WHAT IS EXPECTED.
Please retype the data in full, exactly as given.
### RECORDS TO USE ###
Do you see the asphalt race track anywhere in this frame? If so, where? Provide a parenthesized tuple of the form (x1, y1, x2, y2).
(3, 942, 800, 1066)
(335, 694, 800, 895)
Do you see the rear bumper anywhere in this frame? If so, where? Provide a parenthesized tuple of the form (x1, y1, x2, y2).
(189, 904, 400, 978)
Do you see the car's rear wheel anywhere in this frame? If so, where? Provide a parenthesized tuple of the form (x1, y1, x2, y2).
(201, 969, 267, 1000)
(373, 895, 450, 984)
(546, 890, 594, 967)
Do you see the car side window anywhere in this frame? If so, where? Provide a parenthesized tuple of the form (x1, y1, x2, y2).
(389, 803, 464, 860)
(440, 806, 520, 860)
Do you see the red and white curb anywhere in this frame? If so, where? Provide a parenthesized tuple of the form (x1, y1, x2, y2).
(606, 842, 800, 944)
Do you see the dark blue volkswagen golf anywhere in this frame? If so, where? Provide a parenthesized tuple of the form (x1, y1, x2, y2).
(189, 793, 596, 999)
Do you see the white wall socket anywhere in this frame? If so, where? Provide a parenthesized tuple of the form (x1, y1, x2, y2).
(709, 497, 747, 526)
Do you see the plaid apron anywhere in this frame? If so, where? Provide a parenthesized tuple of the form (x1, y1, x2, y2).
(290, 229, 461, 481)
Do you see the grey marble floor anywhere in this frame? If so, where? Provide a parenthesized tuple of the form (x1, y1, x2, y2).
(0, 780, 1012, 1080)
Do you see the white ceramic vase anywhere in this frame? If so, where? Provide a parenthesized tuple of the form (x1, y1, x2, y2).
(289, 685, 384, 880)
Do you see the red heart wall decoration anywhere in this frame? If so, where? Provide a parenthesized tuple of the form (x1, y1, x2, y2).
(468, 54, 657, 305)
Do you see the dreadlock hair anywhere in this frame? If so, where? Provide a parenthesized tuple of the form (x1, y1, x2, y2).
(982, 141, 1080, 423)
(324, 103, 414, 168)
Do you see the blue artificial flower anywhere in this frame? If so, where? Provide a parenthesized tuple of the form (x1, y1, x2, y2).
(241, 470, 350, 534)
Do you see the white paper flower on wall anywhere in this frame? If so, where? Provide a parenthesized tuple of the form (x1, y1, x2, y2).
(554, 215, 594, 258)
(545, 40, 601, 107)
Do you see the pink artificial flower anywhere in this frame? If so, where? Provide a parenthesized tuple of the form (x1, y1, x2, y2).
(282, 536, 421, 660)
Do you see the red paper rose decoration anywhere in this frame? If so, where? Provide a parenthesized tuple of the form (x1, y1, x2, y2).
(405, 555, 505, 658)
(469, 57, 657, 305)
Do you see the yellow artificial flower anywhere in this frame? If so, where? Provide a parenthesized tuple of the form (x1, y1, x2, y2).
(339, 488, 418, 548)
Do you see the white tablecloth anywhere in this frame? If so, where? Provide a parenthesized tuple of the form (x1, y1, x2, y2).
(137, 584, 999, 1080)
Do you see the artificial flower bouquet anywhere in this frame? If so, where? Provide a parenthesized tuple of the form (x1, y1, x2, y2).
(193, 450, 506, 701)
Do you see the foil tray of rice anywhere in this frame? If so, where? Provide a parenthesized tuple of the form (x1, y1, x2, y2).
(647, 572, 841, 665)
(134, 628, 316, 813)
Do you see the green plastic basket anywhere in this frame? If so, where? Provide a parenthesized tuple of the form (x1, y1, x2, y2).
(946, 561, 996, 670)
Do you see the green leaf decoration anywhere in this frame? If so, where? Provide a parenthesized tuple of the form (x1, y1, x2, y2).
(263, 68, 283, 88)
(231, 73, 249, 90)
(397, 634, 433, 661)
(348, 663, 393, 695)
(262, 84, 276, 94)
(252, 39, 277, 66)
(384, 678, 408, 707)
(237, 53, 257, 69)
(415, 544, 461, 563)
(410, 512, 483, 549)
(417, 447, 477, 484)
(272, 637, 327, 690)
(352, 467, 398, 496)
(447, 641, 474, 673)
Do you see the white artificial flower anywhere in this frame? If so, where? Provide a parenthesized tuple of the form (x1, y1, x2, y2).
###
RESPONSE AREA.
Do you see the asphalt race track anywhere in this frame? If so, where? Provide a parenthesized tuple of the form (x1, y1, x2, y2).
(3, 942, 800, 1066)
(335, 694, 800, 895)
Do you see the rear bumper anywhere in this frame? If so, where? Provide a parenthesized tuple of the form (x1, y1, x2, y2).
(189, 904, 400, 978)
Do you see the car's rear wheel anywhere in this frame? If so, where? Provide a parenthesized tuple of the form (x1, y1, x2, y2).
(201, 969, 267, 1000)
(373, 895, 450, 984)
(546, 890, 594, 967)
Do you see the car side window anywhere in this frame? If so, where? Provide a parenthesized tuple of the form (x1, y1, x2, y2).
(389, 803, 464, 860)
(440, 806, 520, 860)
Do you see the red and white curb anywhere in this frame? If so, where? Provide a parenthesized tuple of the form (x1, y1, x2, y2).
(606, 842, 800, 944)
Do you see the dark blue volkswagen golf anywhere in this frame? If so, where? Provide a parenthesized tuple of the form (x1, y1, x2, y2).
(189, 793, 596, 999)
Do you see the white wall socket anywhere in this frame? If so, where? Provide a parenthesized tuple of the form (x1, y1, x2, y2).
(709, 497, 747, 526)
Do you see the plaid apron anywhere in this frame? If so, where? Provide a parenthesized tuple of the form (x1, y1, x2, y2).
(290, 229, 461, 481)
Do you see the grey marble floor anywhere in this frame? If so, where? Provide a parenthesized tuple of the form (x1, y1, x2, y2).
(0, 780, 1012, 1080)
Do you see the white ceramic vase anywhere in this frame? If so, where? Provide a parenthesized tuple of the form (x1, y1, x2, y2).
(289, 685, 384, 880)
Do you see the red heart wall decoration anywhere in this frame? If so, where? Provide a parenthesized tuple of the form (x1, y1, x2, y2).
(468, 54, 657, 305)
Do you see the dreadlock hair anywhere in this frame? If so, where? Provide a parenthesized tuple of the form (x1, y1, x2, y2).
(982, 141, 1080, 423)
(324, 103, 414, 168)
Do you see the blue artificial flower anywhere in this frame? If so, where? Provide a parenthesized tuple of the form (x1, y1, x2, y2).
(241, 470, 350, 534)
Do you see the white paper flower on wall anywhere in this frame? If so, where? Provide a parenthesized tuple of the form (x1, y1, x2, y2).
(554, 215, 594, 258)
(545, 40, 601, 107)
Do you see the pink artificial flower anywhere in this frame? If so, where? Provide a parenthesized tuple of the form (x1, y1, x2, y2).
(282, 536, 421, 660)
Do you see the red paper rose decoration anywhere in this frame? If so, where? Provide a parenthesized tuple of the form (x1, y1, x2, y2).
(405, 555, 505, 658)
(469, 57, 657, 305)
Do you see the yellow artificial flower anywhere in this frame? If so, where? Provide a parenthesized tuple of the form (x1, y1, x2, y2).
(339, 488, 418, 548)
Do you see the white tablecloth anywhere in this frame? If so, where? Provide a parenthesized tuple of the form (x1, y1, x2, y2).
(137, 584, 999, 1080)
Do you see the artificial flower bouquet anywhere in this frame? If so, where? Provide a parenthesized tuple of the form (x1, y1, x2, y2).
(193, 450, 506, 701)
Do you see the foil tray of rice anywhere in this frame? If so, where? Provide a parenthesized tuple of the form (x1, y1, x2, y2).
(647, 572, 841, 665)
(134, 628, 316, 813)
Do you see the green plastic basket anywhere in this frame? If so, where? Provide a parenthesized tuple of the form (x1, y1, x2, y2).
(946, 561, 996, 670)
Do you see the green leaf decoration anywhere in this frame? If so, where? Provide a parenthesized tuple of the form (x1, y1, x2, y2).
(263, 68, 283, 88)
(231, 73, 249, 90)
(397, 634, 433, 661)
(348, 663, 393, 695)
(262, 84, 276, 94)
(252, 39, 277, 66)
(384, 678, 408, 707)
(237, 53, 257, 69)
(415, 544, 461, 563)
(410, 512, 483, 549)
(417, 447, 477, 484)
(272, 637, 327, 690)
(352, 467, 398, 496)
(447, 641, 474, 673)
Do you see the white artificial flower anywhere in this frame? If so, where? Provide a parenthesized tuple of the form (x1, y1, x2, y2).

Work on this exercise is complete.